Nel secondo motivo (per violazione degli articoli 2043 e 2059 c.c., e vizio di motivazione) il (OMISSIS) censura l’accoglimento della domanda di risarcimento in favore dei figli per la violazione del dovere di assistenza morale e materiale gravante sul genitore. Si tratterebbe – ad avviso del ricorrente – di un danno esistenziale che la corte avrebbe valutato in re ipsa, in difetto di prova e senza considerare che i figli non avevano subito alcuna apprezzabile patologia o alterazione psicologica ne’ mostrato disturbi comportamentali a causa della lontananza del padre; inoltre la corte non avrebbe considerato che non esiste un obbligo giuridico di riconoscere i figli naturali la cui violazione possa causare un danno ingiusto e che l’azione proposta oltre trenta anni dopo la nascita dimostrerebbe il loro disinteresse nei confronti della figura paterna e il carattere strumentale dall’azione dei (OMISSIS); infine mancherebbero i presupposti per l’utilizzazione delle tabelle di Milano relative alla perdita del rapporto parentale.
Il motivo e’ infondato.
La corte del merito ha ritenuto il (OMISSIS) responsabile della violazione degli obblighi nascenti dal rapporto di filiazione, per avere privato i figli dell’affettivita’ paterna, per avere dimostrato totale insensibilita’ nei loro confronti, come dimostrato dal rifiuto di corrispondere i mezzi di sussistenza e negato loro ogni aiuto, non solo economico, con conseguente violazione di diritti di primaria rilevanza costituzionale.
Questa corte ha avuto occasione di precisare che la violazione dei doveri di mantenimento, istruzione ed educazione dei genitori verso la prole, a causa del disinteresse mostrato nei confronti dei figli per lunghi anni, ben puo’ integrare gli estremi dell’illecito civile, cagionando la lesione di diritti costituzionalmente protetti, e dar luogo ad un’autonoma azione dei medesimi figli volta al risarcimento dei danni non patrimoniali ai sensi dell’articolo 2059 c.c. (v. Cass. n. 5652/2012, n. 20137/2013). E’ un comportamento rilevatore di responsabilita’ genitoriale l’avere deprivato i figli della figura genitoriale paterna, che costituisce un fondamentale punto di riferimento soprattutto nella fase della crescita, e idoneo ad integrare un fatto generatore di responsabilita’ aquiliana.
Infondata e’ l’obiezione sollevata dal ricorrente secondo cui i giudici del merito avrebbero in tal modo riconosciuto una forma di danno in re ipsa sconosciuta nel nostro ordinamento, in mancanza di prova di danni concreti subiti dai figli.
Premesso che la sentenza impugnata ha correttamente ritenuto che la prova dei lamentati pregiudizi puo’ essere (ed e’ stata nella specie) offerta “sulla base anche di soli elementi presuntivi” e, puo’ aggiungersi, secondo nozioni di comune esperienza, la cui valutazione e’ riservata evidentemente ai giudici del merito, si deve considerare la particolare tipologia danno non patrimoniale in questione, consistente nella integrale perdita del rapporto parentale che ogni figlio ha diritto di realizzare con il proprio genitore e che deve essere risarcita per il fatto in se’ della lesione (cfr. Cass. n. 7713/2000).

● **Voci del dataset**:

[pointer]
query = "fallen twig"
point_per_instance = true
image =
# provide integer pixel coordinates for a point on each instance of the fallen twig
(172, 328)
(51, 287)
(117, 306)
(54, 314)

● **CONSEGNA**:
In base al brano, rispondi alle seguenti domande:
1. Di quali articoli del codice civile il ricorrente lamenta la violazione nel secondo motivo?
2. Con quale parola la corte qualifica il secondo motivo subito dopo averlo esposto?
3. Quale sentenza della Cassazione viene citata a sostegno del risarcimento "per il fatto in se' della lesione"?

● **RISPOSTA**:
1. Degli articoli 2043 e 2059 c.c.
2. Infondato.
3. Cass. n. 7713/2000.